◆ Objective ◆
In the lines of the material starting at the one containing "Outline every instance of the **small" and ending at the one containing "[[[226,107],[232,107],[234,106],[234,103],[228,103],[226,104]]]", switch "small rock" to "small stone" and leave everything else unchanged. Give back only those lines.

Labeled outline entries
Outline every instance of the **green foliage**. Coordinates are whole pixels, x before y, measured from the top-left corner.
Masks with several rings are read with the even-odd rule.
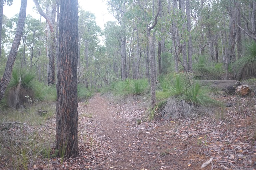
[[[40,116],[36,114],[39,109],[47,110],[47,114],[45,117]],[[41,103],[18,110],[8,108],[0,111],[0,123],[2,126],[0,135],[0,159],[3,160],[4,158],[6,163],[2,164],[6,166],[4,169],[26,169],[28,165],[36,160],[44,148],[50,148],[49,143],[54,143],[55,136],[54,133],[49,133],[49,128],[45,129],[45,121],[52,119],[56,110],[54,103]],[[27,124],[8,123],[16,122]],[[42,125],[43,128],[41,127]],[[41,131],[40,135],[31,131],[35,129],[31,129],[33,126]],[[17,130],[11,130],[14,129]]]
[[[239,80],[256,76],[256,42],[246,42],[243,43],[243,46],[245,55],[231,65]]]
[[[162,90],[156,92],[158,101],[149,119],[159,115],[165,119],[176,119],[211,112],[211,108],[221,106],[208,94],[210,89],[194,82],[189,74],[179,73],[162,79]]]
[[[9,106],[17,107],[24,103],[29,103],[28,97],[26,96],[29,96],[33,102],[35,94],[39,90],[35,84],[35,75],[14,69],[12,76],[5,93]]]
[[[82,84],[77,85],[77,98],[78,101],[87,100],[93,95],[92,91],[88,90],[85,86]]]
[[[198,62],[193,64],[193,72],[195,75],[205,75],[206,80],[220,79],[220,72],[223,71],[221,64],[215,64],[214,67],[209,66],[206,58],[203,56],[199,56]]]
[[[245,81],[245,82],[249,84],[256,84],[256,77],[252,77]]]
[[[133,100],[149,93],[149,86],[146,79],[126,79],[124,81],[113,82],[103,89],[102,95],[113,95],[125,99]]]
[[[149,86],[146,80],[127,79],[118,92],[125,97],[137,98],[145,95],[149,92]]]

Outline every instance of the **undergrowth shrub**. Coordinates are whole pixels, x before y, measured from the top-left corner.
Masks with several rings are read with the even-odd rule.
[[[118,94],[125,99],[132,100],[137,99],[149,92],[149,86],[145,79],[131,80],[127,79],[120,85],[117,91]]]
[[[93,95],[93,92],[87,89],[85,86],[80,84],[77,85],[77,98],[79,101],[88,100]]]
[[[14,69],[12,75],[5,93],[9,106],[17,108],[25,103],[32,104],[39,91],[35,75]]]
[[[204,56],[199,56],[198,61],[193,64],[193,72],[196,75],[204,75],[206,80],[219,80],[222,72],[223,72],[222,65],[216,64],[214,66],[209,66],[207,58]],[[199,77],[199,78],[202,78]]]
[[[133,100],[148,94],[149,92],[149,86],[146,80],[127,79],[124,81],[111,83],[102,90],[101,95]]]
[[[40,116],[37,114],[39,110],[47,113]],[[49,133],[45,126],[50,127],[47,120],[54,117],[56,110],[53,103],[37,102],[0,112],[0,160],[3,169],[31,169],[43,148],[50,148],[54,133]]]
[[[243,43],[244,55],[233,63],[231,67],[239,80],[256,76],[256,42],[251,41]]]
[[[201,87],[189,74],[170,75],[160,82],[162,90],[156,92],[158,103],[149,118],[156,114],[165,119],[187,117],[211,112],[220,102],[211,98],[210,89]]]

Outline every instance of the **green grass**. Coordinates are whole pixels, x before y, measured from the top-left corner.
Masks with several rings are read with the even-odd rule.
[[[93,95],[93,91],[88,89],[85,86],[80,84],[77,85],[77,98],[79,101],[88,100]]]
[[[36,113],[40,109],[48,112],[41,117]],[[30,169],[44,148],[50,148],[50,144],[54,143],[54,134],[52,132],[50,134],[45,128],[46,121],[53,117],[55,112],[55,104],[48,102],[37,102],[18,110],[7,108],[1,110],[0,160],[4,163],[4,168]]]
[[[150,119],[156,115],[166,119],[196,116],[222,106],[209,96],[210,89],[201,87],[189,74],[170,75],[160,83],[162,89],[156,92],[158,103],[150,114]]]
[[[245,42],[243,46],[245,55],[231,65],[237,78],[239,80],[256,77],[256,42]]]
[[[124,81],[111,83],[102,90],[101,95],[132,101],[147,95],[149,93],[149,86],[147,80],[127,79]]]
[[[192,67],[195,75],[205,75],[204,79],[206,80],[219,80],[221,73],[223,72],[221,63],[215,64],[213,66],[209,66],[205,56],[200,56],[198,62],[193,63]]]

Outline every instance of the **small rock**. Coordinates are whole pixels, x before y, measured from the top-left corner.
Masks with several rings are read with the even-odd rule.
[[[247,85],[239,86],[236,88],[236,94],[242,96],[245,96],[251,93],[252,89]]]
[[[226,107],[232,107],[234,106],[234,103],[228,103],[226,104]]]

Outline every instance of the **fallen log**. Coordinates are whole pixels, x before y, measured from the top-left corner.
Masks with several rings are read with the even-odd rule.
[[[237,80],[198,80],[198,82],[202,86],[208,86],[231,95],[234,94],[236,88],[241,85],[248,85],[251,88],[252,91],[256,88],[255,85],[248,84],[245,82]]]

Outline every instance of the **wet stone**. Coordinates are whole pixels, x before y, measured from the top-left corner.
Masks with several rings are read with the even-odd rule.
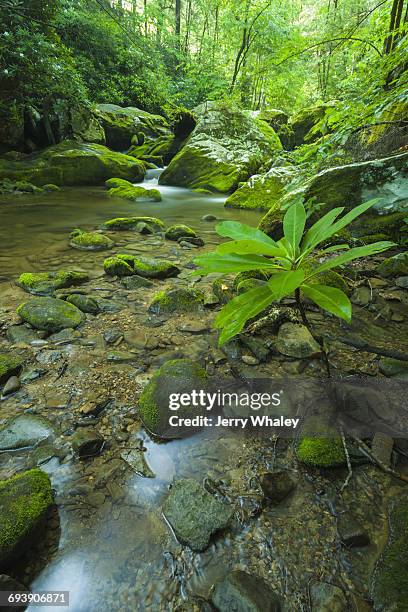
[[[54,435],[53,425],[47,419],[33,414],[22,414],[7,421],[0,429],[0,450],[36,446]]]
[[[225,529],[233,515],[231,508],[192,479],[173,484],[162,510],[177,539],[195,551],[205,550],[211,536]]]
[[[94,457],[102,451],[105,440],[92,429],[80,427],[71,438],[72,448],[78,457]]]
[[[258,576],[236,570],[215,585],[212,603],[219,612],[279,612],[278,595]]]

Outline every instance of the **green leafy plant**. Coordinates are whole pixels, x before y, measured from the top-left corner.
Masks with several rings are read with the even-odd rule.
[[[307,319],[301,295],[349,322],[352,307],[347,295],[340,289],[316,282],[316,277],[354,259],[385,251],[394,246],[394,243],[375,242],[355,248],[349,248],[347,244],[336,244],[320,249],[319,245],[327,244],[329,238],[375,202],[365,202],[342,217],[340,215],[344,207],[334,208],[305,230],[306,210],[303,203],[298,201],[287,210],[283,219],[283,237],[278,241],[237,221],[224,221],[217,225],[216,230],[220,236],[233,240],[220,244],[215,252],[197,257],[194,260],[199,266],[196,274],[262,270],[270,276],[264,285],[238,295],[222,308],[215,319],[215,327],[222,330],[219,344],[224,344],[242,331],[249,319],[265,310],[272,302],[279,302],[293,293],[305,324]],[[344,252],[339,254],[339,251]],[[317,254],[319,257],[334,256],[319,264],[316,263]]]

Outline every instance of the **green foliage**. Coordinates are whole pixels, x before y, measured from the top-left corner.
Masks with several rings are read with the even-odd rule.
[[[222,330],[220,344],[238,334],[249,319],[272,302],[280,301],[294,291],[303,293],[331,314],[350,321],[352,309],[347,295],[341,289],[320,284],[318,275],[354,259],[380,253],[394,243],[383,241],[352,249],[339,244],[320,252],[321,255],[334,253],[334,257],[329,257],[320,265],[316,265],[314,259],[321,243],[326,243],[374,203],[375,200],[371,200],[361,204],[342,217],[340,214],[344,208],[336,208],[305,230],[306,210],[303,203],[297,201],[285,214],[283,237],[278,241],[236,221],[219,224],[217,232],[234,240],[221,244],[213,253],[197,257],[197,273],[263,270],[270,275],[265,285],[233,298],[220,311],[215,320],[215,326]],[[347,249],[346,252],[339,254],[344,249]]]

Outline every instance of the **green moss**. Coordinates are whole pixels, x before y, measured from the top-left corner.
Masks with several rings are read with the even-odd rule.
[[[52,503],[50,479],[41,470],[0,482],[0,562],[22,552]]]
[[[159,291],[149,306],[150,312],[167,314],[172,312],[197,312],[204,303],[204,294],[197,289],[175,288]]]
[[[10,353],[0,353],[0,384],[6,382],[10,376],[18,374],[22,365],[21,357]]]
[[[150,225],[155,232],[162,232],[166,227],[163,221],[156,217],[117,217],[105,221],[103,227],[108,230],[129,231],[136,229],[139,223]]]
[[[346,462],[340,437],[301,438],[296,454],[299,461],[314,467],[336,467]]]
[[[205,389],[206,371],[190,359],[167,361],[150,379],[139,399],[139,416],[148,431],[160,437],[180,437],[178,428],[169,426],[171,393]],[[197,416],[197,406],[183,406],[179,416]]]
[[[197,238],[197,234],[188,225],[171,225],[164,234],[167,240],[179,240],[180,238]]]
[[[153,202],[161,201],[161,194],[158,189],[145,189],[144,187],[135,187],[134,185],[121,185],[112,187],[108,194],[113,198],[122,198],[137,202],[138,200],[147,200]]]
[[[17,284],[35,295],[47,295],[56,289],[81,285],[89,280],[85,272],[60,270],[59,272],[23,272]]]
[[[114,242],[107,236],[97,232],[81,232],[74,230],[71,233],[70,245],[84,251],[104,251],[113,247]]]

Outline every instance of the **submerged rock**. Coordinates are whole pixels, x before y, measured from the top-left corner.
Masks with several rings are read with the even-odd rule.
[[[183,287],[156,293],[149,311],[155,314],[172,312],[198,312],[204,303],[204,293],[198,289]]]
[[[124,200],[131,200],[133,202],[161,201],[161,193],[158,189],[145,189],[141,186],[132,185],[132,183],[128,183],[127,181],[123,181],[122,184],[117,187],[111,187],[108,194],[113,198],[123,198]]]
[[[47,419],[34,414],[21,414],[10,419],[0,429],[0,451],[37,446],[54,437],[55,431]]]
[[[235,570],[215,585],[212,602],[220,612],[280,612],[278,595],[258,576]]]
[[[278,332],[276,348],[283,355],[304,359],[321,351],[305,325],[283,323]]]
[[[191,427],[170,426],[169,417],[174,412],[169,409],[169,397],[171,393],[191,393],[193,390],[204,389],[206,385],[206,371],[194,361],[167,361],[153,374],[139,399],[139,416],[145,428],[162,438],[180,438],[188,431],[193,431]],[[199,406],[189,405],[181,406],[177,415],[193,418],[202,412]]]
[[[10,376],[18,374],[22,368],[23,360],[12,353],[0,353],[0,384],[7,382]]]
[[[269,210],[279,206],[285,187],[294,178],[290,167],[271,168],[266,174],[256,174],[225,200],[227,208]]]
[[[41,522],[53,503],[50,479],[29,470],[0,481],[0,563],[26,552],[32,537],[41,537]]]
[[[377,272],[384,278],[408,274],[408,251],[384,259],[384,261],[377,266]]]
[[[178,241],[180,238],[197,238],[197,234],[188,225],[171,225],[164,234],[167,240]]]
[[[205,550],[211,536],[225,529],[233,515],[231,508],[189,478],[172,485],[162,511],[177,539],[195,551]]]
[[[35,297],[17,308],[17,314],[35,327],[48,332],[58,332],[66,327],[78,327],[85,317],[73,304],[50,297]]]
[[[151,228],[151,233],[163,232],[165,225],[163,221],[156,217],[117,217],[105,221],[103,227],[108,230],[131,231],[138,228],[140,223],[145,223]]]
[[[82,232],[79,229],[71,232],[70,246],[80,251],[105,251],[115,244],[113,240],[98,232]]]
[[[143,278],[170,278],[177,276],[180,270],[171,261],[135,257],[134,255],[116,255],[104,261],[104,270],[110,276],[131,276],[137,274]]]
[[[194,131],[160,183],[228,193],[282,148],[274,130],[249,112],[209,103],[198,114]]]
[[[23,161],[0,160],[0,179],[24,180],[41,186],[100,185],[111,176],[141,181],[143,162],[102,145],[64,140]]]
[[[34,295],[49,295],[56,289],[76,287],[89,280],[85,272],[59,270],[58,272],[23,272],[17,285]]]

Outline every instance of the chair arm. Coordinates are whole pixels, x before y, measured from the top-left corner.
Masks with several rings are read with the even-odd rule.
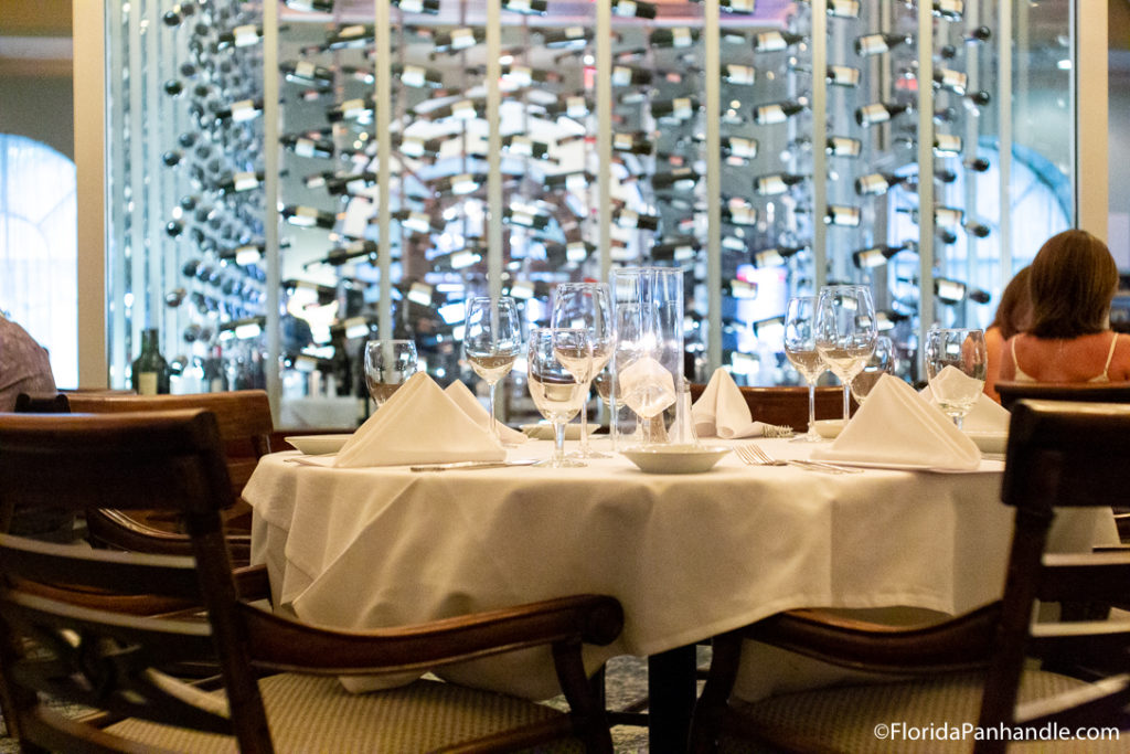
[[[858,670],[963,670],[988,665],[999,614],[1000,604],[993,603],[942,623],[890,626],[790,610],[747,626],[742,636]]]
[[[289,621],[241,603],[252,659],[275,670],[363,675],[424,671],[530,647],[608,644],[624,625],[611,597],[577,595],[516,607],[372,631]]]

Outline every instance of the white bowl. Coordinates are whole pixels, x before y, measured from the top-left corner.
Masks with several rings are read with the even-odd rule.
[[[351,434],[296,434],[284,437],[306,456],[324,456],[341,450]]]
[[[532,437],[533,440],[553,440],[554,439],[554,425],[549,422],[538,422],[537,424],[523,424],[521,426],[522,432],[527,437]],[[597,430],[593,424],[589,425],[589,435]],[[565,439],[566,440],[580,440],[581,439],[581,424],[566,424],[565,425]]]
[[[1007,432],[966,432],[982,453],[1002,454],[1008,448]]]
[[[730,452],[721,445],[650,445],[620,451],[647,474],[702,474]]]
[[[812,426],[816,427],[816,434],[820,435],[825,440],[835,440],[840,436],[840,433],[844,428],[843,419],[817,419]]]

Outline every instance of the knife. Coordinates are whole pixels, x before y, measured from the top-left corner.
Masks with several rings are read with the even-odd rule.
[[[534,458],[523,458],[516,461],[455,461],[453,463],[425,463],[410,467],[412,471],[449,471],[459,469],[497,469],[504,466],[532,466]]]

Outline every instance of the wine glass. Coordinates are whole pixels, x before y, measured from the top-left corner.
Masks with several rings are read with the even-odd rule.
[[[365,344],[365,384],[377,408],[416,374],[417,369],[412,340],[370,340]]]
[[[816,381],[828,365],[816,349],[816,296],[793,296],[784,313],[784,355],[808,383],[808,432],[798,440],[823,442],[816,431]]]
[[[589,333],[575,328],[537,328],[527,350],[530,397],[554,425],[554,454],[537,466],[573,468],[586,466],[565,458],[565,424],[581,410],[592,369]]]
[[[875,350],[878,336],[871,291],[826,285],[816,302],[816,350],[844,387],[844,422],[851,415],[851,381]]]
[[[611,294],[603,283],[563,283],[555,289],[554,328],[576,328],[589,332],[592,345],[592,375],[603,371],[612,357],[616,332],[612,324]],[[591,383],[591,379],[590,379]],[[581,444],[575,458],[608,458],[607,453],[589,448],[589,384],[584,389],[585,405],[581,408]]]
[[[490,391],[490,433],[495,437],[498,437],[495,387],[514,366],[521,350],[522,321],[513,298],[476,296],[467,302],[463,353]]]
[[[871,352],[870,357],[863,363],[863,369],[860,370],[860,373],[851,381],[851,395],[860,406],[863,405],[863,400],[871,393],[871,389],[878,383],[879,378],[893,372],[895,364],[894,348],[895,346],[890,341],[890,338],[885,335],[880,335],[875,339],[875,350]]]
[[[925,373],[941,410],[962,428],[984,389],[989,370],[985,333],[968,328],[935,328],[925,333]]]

◆ Expected answer ◆
Outline every instance of the **small stone**. Coordinates are whole pixels, x before y, measured from the top-left corner.
Masks with several rings are read with the even-odd rule.
[[[247,85],[239,86],[236,88],[236,94],[242,96],[245,96],[251,93],[252,89]]]
[[[226,107],[232,107],[234,106],[234,103],[228,103],[226,104]]]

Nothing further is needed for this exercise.